§ Input data:
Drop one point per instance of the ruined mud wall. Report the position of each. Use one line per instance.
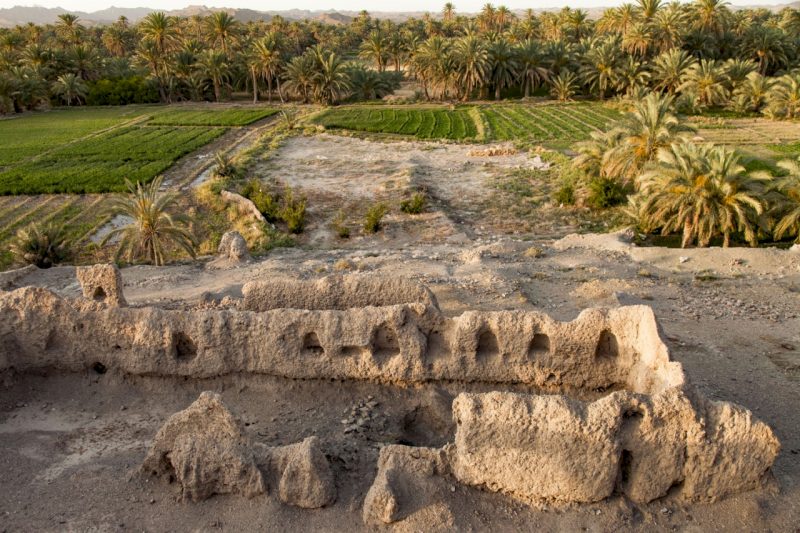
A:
(335, 292)
(599, 350)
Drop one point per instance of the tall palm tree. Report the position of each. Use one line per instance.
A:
(702, 191)
(471, 59)
(448, 12)
(789, 207)
(670, 69)
(766, 45)
(331, 82)
(266, 62)
(600, 68)
(374, 49)
(532, 69)
(155, 225)
(711, 15)
(214, 65)
(752, 95)
(224, 30)
(299, 76)
(707, 81)
(503, 65)
(68, 28)
(70, 88)
(564, 86)
(650, 126)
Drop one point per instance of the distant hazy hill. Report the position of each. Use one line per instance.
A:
(42, 15)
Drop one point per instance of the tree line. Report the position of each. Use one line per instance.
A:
(704, 53)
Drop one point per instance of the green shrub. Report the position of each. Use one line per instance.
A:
(121, 91)
(339, 226)
(565, 195)
(605, 193)
(264, 200)
(374, 216)
(293, 211)
(414, 205)
(223, 166)
(43, 246)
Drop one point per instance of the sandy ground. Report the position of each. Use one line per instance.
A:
(70, 444)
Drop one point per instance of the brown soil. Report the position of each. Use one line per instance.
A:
(70, 445)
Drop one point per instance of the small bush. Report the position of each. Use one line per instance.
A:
(565, 195)
(339, 226)
(223, 166)
(374, 216)
(43, 246)
(265, 201)
(605, 193)
(293, 211)
(414, 205)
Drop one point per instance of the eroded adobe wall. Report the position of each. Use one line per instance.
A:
(335, 292)
(599, 350)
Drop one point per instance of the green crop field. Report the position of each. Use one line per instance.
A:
(422, 123)
(210, 117)
(506, 122)
(29, 135)
(571, 122)
(101, 163)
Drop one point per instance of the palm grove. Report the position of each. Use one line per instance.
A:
(662, 59)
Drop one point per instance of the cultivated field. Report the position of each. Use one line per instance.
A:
(422, 123)
(59, 166)
(517, 122)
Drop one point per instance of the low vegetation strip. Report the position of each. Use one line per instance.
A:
(546, 122)
(422, 123)
(28, 136)
(102, 163)
(211, 117)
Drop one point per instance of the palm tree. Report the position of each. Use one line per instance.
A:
(299, 76)
(331, 82)
(160, 29)
(711, 15)
(448, 12)
(503, 65)
(471, 59)
(789, 186)
(532, 71)
(752, 94)
(670, 69)
(43, 246)
(266, 62)
(737, 70)
(224, 29)
(668, 27)
(600, 69)
(70, 88)
(784, 97)
(564, 86)
(68, 27)
(702, 191)
(374, 49)
(706, 80)
(214, 65)
(626, 150)
(155, 224)
(766, 45)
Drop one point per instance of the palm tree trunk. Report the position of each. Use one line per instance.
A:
(687, 234)
(217, 90)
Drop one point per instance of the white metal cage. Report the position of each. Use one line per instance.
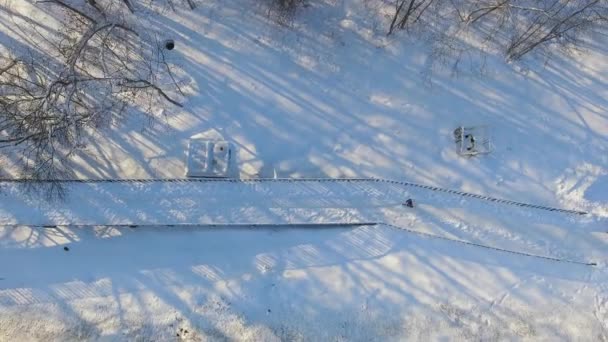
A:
(208, 158)
(471, 141)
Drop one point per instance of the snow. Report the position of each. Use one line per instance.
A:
(330, 96)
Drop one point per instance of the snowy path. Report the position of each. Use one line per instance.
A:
(358, 283)
(527, 230)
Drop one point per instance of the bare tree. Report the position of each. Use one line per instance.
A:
(522, 26)
(101, 67)
(408, 12)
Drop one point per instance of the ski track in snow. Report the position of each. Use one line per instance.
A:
(328, 97)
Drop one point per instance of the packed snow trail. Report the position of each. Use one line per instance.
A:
(335, 180)
(306, 202)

§ Exercise prompt:
Search the listing above for the string "green" and copy each line that has it.

§ Solution to this task:
Drop one point per instance of the green shrub. Report the position of each. Use one line per instance.
Drop one point per instance of the green crop field. Report the position of each. Use one line per instance.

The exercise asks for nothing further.